#### Activity:
From first line to last, give the records again word for word and omit the pictures.

#### Provided material:
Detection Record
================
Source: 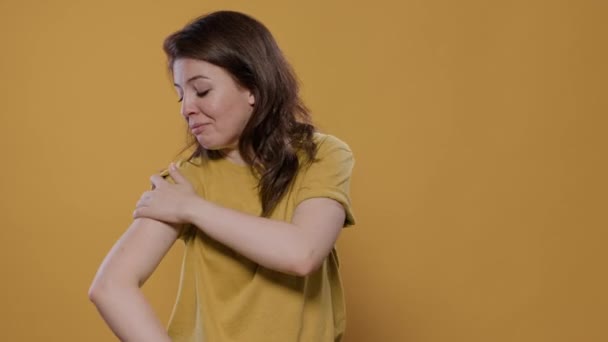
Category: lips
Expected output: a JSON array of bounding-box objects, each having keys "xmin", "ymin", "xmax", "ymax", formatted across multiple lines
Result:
[{"xmin": 190, "ymin": 123, "xmax": 209, "ymax": 134}]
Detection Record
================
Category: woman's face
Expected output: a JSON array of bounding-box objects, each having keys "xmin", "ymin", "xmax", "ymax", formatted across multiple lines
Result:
[{"xmin": 172, "ymin": 58, "xmax": 255, "ymax": 152}]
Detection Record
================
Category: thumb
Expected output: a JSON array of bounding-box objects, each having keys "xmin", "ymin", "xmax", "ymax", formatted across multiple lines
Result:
[
  {"xmin": 168, "ymin": 162, "xmax": 189, "ymax": 185},
  {"xmin": 133, "ymin": 206, "xmax": 150, "ymax": 220}
]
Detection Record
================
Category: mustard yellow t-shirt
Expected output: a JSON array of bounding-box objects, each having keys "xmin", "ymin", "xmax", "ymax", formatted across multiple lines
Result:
[{"xmin": 164, "ymin": 133, "xmax": 355, "ymax": 342}]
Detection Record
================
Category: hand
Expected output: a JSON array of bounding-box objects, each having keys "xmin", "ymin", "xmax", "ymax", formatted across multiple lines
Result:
[{"xmin": 133, "ymin": 163, "xmax": 199, "ymax": 224}]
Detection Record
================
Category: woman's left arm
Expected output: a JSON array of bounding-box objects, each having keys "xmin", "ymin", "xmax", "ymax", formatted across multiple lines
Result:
[
  {"xmin": 133, "ymin": 163, "xmax": 346, "ymax": 277},
  {"xmin": 186, "ymin": 195, "xmax": 345, "ymax": 276}
]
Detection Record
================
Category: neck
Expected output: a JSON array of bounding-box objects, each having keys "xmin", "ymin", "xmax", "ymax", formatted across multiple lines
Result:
[{"xmin": 222, "ymin": 148, "xmax": 247, "ymax": 166}]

#### Answer for this exercise:
Detection Record
================
Source: 
Category: lips
Expected output: a JSON array of bounding-box objects, each having keys "xmin", "ymin", "xmax", "ymax", formatted across multiple lines
Result:
[{"xmin": 190, "ymin": 123, "xmax": 209, "ymax": 134}]
Detection Record
================
Category: woman's face
Expected output: a JSON array of bounding-box objects, each having keys "xmin", "ymin", "xmax", "ymax", formatted across multiple lines
Result:
[{"xmin": 172, "ymin": 58, "xmax": 255, "ymax": 152}]
Detection Record
================
Category: thumb
Expected output: a JSON array of bounding-box objects, each having keys "xmin", "ymin", "xmax", "ymax", formatted across multiple lines
Result:
[
  {"xmin": 168, "ymin": 162, "xmax": 189, "ymax": 185},
  {"xmin": 133, "ymin": 206, "xmax": 150, "ymax": 220}
]
Detection Record
================
Category: mustard yellow t-shirt
Expected output: a JSON array of bounding-box objects, each having keys "xmin", "ymin", "xmax", "ymax", formatted across multiple lines
Result:
[{"xmin": 164, "ymin": 133, "xmax": 355, "ymax": 342}]
Detection Record
================
Category: hand
Expected output: a JSON array of bounding-box objects, each having keys "xmin", "ymin", "xmax", "ymax", formatted across multiple lines
Result:
[{"xmin": 133, "ymin": 163, "xmax": 199, "ymax": 224}]
Detection Record
================
Category: woman's left arm
Expected output: a JSON array of bounding-box objects, each having keys "xmin", "ymin", "xmax", "ymax", formatted across multiple lines
Result:
[
  {"xmin": 133, "ymin": 163, "xmax": 346, "ymax": 277},
  {"xmin": 186, "ymin": 195, "xmax": 345, "ymax": 276}
]
Detection Record
================
Category: neck
Expected output: a JSON array of bounding-box objects, each having keys "xmin", "ymin", "xmax", "ymax", formatted across multiple lines
Result:
[{"xmin": 222, "ymin": 148, "xmax": 247, "ymax": 166}]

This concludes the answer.